## EXCERPTED RECORDS:
========================================================================

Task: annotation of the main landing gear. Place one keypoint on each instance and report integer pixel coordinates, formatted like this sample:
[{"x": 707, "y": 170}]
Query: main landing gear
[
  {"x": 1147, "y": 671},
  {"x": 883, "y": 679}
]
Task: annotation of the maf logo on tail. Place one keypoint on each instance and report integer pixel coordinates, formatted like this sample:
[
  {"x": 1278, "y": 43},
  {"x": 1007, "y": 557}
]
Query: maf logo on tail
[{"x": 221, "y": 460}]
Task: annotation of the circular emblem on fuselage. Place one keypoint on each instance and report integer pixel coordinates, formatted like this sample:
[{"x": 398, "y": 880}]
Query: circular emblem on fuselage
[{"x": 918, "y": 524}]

========================================================================

## AIM:
Copy out the whole listing above word for word, keeping every line as it stands.

## ANSWER:
Task: annotation of the main landing gear. Place one keypoint on each instance and report integer pixel coordinates, formatted like this sample:
[{"x": 707, "y": 170}]
Query: main landing gear
[
  {"x": 1147, "y": 671},
  {"x": 883, "y": 679}
]
Task: annotation of the maf logo on tail. Place one keypoint on each instance and report integer pixel coordinates, formatted like this sample:
[
  {"x": 1278, "y": 43},
  {"x": 1007, "y": 557}
]
Query: maf logo on tail
[{"x": 221, "y": 460}]
Task: annotation of the circular emblem on fuselage. Place one keypoint on each instance and report integer pixel coordinates, formatted like this sample:
[{"x": 398, "y": 880}]
Query: circular emblem on fuselage
[{"x": 918, "y": 524}]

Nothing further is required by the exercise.